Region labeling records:
● ● ●
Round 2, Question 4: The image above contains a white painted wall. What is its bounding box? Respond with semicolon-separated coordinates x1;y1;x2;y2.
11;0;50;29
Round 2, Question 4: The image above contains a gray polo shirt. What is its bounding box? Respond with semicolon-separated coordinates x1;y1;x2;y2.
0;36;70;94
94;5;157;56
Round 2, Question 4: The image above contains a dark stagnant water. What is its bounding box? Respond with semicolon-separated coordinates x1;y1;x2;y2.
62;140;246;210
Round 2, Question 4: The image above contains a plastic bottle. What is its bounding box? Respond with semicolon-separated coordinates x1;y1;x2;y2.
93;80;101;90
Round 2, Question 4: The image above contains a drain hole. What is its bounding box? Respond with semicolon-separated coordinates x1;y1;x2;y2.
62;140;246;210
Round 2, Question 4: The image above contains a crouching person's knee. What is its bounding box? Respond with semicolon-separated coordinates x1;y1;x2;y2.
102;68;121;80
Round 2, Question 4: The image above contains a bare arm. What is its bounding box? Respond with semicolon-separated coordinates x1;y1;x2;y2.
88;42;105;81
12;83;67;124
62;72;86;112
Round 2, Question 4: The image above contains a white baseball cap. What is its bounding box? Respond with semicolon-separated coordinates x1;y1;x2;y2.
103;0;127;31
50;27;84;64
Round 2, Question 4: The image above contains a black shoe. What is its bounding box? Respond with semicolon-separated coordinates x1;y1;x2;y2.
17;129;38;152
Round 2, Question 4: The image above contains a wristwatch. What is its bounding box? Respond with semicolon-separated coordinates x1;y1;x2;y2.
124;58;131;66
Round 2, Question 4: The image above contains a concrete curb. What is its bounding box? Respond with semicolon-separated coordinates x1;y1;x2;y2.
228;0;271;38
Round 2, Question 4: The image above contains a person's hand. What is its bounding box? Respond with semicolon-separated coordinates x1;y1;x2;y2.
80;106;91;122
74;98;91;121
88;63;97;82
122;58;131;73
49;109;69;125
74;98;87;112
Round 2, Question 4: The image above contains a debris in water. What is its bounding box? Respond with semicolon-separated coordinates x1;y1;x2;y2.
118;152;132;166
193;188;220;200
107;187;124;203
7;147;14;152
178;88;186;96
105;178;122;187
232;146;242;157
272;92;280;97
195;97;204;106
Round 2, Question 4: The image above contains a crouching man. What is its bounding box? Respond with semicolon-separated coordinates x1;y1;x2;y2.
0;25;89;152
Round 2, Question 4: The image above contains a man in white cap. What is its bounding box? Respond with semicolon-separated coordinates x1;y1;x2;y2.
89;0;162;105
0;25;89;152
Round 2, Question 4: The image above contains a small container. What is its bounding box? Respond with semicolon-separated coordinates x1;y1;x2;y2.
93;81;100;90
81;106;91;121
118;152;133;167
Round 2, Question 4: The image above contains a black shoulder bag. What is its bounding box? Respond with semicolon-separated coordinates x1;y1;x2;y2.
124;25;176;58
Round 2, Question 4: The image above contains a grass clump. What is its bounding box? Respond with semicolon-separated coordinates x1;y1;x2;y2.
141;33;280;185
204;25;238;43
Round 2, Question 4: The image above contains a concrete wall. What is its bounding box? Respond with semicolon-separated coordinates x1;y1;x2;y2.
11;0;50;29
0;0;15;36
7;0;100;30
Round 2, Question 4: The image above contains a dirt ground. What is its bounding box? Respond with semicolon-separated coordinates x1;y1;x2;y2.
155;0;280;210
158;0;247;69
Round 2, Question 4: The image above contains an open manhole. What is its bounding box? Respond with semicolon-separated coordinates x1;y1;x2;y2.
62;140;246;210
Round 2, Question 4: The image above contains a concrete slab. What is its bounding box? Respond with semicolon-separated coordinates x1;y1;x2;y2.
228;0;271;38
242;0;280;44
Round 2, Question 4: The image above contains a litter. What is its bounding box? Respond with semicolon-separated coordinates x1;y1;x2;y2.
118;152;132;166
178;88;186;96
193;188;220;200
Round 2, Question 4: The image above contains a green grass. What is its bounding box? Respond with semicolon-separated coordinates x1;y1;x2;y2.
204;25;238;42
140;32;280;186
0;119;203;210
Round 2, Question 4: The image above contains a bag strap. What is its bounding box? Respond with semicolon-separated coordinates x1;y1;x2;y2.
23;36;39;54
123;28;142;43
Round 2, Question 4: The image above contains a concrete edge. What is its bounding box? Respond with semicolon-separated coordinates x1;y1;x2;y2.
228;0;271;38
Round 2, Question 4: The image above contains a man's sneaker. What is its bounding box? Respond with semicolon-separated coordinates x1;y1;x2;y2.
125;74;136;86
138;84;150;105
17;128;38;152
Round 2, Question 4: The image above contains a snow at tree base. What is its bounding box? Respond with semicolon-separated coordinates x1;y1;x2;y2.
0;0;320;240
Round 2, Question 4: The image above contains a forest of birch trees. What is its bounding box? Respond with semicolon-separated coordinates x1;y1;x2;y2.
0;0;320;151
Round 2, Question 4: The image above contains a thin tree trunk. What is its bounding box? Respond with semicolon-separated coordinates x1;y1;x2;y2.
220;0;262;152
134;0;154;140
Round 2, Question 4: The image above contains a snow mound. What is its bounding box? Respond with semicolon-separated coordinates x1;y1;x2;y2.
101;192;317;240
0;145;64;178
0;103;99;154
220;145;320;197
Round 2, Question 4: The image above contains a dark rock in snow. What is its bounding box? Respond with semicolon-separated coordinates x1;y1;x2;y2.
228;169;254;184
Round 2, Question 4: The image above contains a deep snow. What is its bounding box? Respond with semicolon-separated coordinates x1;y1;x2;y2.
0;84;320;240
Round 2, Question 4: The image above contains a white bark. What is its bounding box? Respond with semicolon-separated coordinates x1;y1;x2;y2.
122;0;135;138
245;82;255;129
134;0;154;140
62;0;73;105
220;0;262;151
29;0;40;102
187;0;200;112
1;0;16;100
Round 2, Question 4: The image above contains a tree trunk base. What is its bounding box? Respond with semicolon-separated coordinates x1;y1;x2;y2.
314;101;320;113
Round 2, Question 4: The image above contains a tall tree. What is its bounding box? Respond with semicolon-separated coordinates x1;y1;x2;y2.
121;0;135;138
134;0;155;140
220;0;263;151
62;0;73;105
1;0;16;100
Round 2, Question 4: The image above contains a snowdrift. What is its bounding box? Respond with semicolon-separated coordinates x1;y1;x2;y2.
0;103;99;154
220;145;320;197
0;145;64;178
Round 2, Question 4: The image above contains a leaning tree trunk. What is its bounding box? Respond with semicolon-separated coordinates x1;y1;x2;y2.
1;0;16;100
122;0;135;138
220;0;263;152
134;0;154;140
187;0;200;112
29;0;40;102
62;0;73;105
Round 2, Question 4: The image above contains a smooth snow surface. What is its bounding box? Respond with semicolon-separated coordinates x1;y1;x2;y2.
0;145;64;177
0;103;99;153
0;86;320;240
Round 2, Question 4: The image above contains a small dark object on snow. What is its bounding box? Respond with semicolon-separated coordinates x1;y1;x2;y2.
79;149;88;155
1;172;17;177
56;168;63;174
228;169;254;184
● ● ●
Exercise details: Recast every line of the items above as a Markdown table with the columns Row and Line. Number the rows in order and leave out blank lines.

Reply:
| Row | Line |
|---|---|
| 1 | Round 2, Question 4: The image above contains a white painted wall. What is its bounding box? Respond with semicolon-separated coordinates x1;y1;x2;y2. |
| 2 | 11;0;50;29 |
| 3 | Round 2, Question 4: The image above contains a gray polo shirt. What is its bounding box? Respond with semicolon-separated coordinates x1;y1;x2;y2. |
| 4 | 0;36;70;94 |
| 5 | 94;5;157;56 |
| 6 | Round 2, Question 4: The image above contains a dark stagnant water. What is its bounding box? Respond with semicolon-separated coordinates x1;y1;x2;y2. |
| 7 | 62;140;246;210 |
| 8 | Round 2, Question 4: The image above contains a plastic bottle. What is its bounding box? Respond with semicolon-separated coordinates x1;y1;x2;y2. |
| 9 | 93;80;101;90 |
| 10 | Round 2, Question 4: The image above contains a drain hole. What is its bounding box? Respond with semicolon-separated coordinates x1;y1;x2;y2. |
| 11 | 62;140;246;210 |
| 12 | Round 2, Question 4: The image above contains a crouching person's knee. What is its bounding box? Respond with semicolon-separated coordinates x1;y1;x2;y2. |
| 13 | 102;68;121;80 |
| 14 | Round 2, Question 4: The image above contains a bare arm. What is its bounding box? Respond with semicolon-separated coordinates x1;y1;x2;y2. |
| 15 | 88;42;105;81 |
| 16 | 12;83;67;124 |
| 17 | 62;72;86;112 |
| 18 | Round 2, Question 4: The image above contains a white baseball cap. What is its bounding box? Respond with semicolon-separated coordinates x1;y1;x2;y2. |
| 19 | 103;0;127;31 |
| 20 | 50;27;84;64 |
| 21 | Round 2, Question 4: The image above contains a black shoe. What is its bounding box? Respond with semicolon-separated coordinates x1;y1;x2;y2. |
| 22 | 17;129;38;152 |
| 23 | Round 2, Question 4: The image above contains a wristwatch. What is its bounding box? Respond with semicolon-separated coordinates x1;y1;x2;y2. |
| 24 | 124;58;131;66 |
| 25 | Round 2, Question 4: The image above contains a concrete curb. What is its bounding box? Respond with semicolon-separated coordinates x1;y1;x2;y2. |
| 26 | 228;0;271;38 |
| 27 | Round 2, Question 4: The image above contains a person's hand. What is its bounding box? Respond with semicolon-separated coordinates x1;y1;x2;y2. |
| 28 | 80;106;91;122 |
| 29 | 74;98;91;121 |
| 30 | 88;63;97;82 |
| 31 | 122;58;131;73 |
| 32 | 49;109;69;125 |
| 33 | 74;98;87;112 |
| 34 | Round 2, Question 4: The image above contains a debris in water. What is its bounding box? Respond with semicolon-separated coordinates x1;y1;x2;y2. |
| 35 | 118;152;132;166 |
| 36 | 193;188;220;200 |
| 37 | 107;187;124;203 |
| 38 | 7;147;14;152 |
| 39 | 178;88;186;96 |
| 40 | 105;178;122;187 |
| 41 | 232;146;242;157 |
| 42 | 272;92;280;97 |
| 43 | 195;97;204;106 |
| 44 | Round 2, Question 4: The image above contains a crouching man. What is its bounding box? Respond with semicolon-separated coordinates x1;y1;x2;y2. |
| 45 | 0;25;89;152 |
| 46 | Round 2, Question 4: The image above contains a man in white cap. What is its bounding box? Respond with semicolon-separated coordinates x1;y1;x2;y2. |
| 47 | 89;0;162;105 |
| 48 | 0;25;89;152 |
| 49 | Round 2, Question 4: The image above contains a small container. What is its bounding box? Respond with semicolon-separated coordinates x1;y1;x2;y2. |
| 50 | 93;81;100;90 |
| 51 | 81;106;91;121 |
| 52 | 118;152;133;167 |
| 53 | Round 2, Question 4: The image above contains a black shoulder bag. What is its bounding box? Respond with semicolon-separated coordinates x1;y1;x2;y2. |
| 54 | 124;25;176;58 |
| 55 | Round 2, Question 4: The image above contains a grass clump. What is its bounding box? Respond with semicolon-separated coordinates x1;y1;x2;y2. |
| 56 | 141;33;280;185 |
| 57 | 204;25;238;43 |
| 58 | Round 2, Question 4: The image above contains a concrete wall. What is its bounding box? Respond with semicolon-separated coordinates x1;y1;x2;y2. |
| 59 | 11;0;50;29 |
| 60 | 0;0;15;36 |
| 61 | 7;0;100;30 |
| 62 | Round 2, Question 4: The image above contains a dirt ground. What is its bounding box? Respond with semicolon-separated coordinates x1;y1;x2;y2. |
| 63 | 155;0;280;210 |
| 64 | 158;0;247;69 |
| 65 | Round 2, Question 4: The image above contains an open manhole. What is its bounding box? Respond with semicolon-separated coordinates x1;y1;x2;y2. |
| 66 | 62;140;246;210 |
| 67 | Round 2, Question 4: The image above contains a concrete slab. What is its bounding box? Respond with semicolon-separated coordinates x1;y1;x2;y2. |
| 68 | 228;0;271;38 |
| 69 | 242;0;280;44 |
| 70 | Round 2, Question 4: The image above contains a litter. What is its bounding box? Respond with semicolon-separated coordinates x1;y1;x2;y2. |
| 71 | 118;152;132;166 |
| 72 | 178;88;186;96 |
| 73 | 193;188;220;200 |
| 74 | Round 2, Question 4: The image above contains a green grass. What is its bounding box? Respond with semicolon-separated coordinates x1;y1;x2;y2. |
| 75 | 204;25;238;42 |
| 76 | 140;32;280;186 |
| 77 | 0;119;203;210 |
| 78 | Round 2, Question 4: The image above contains a bag strap. What is its bounding box? Respond with semicolon-separated coordinates x1;y1;x2;y2. |
| 79 | 23;36;39;54 |
| 80 | 123;28;142;43 |
| 81 | Round 2, Question 4: The image above contains a concrete edge. What is its bounding box? Respond with semicolon-separated coordinates x1;y1;x2;y2. |
| 82 | 228;0;271;38 |
| 83 | Round 2, Question 4: The image above contains a man's sneaker. What is its bounding box? Respond with semicolon-separated coordinates x1;y1;x2;y2. |
| 84 | 125;74;136;86 |
| 85 | 138;84;150;105 |
| 86 | 17;128;38;152 |
| 87 | Round 2, Question 4: The image above contains a snow at tree base. What is its bounding box? Respond with semicolon-separated coordinates x1;y1;x2;y2. |
| 88 | 0;0;320;240 |
| 89 | Round 2, Question 4: The image above contains a forest of birch trees. What is its bounding box? Respond with semicolon-separated coordinates x1;y1;x2;y2. |
| 90 | 0;0;320;151 |
| 91 | Round 2, Question 4: The image above contains a thin tree trunk. What is its bounding box? Respond with semicolon-separated coordinates x1;y1;x2;y2. |
| 92 | 220;0;262;152 |
| 93 | 134;0;154;140 |
| 94 | Round 2, Question 4: The image above contains a snow mound. What is its bounding box? Respond with semicolon-separated coordinates x1;y1;x2;y2. |
| 95 | 101;192;317;240 |
| 96 | 0;145;64;178 |
| 97 | 0;103;99;154 |
| 98 | 220;145;320;197 |
| 99 | Round 2, Question 4: The image above contains a dark rock in snow. What is its bounding box? Respond with semicolon-separated coordinates x1;y1;x2;y2. |
| 100 | 228;169;254;184 |
| 101 | Round 2, Question 4: The image above contains a deep snow. What is its bounding box? Respond with semicolon-separated coordinates x1;y1;x2;y2. |
| 102 | 0;84;320;240 |
| 103 | Round 2, Question 4: The image above contains a white bark. What is its bounding box? Respond with semicolon-separated coordinates x1;y1;x2;y2. |
| 104 | 122;0;135;138 |
| 105 | 245;82;255;129 |
| 106 | 134;0;154;140 |
| 107 | 62;0;73;105 |
| 108 | 220;0;262;151 |
| 109 | 29;0;40;102 |
| 110 | 187;0;200;112 |
| 111 | 1;0;16;100 |
| 112 | Round 2, Question 4: The image above contains a tree trunk base. What is its bounding box? Respond with semicolon-separated coordinates x1;y1;x2;y2. |
| 113 | 314;101;320;113 |
| 114 | Round 2, Question 4: The image above contains a tall tree. What is its bounding box? Respond with semicolon-separated coordinates x1;y1;x2;y2. |
| 115 | 121;0;135;138 |
| 116 | 134;0;155;140 |
| 117 | 220;0;263;151 |
| 118 | 62;0;73;105 |
| 119 | 1;0;16;100 |
| 120 | Round 2, Question 4: The image above contains a snowdrift. What is its bounding box? Respond with semicolon-separated coordinates x1;y1;x2;y2. |
| 121 | 0;103;99;154 |
| 122 | 220;145;320;197 |
| 123 | 0;145;64;178 |
| 124 | Round 2, Question 4: The image above contains a leaning tree trunk. What is its bounding box? Respond with semicolon-separated coordinates x1;y1;x2;y2. |
| 125 | 1;0;16;100 |
| 126 | 122;0;135;138 |
| 127 | 220;0;263;152 |
| 128 | 134;0;154;140 |
| 129 | 187;0;200;112 |
| 130 | 29;0;40;102 |
| 131 | 62;0;73;105 |
| 132 | Round 2, Question 4: The image above contains a smooth snow surface. What is its bounding box? Respond with semicolon-separated coordinates x1;y1;x2;y2. |
| 133 | 0;145;64;177 |
| 134 | 0;103;99;153 |
| 135 | 0;86;320;240 |
| 136 | Round 2, Question 4: The image above contains a small dark object on snow. What is its bounding box? Respond with semicolon-separated coordinates x1;y1;x2;y2. |
| 137 | 79;149;88;155 |
| 138 | 1;172;17;177 |
| 139 | 56;168;63;174 |
| 140 | 228;169;254;184 |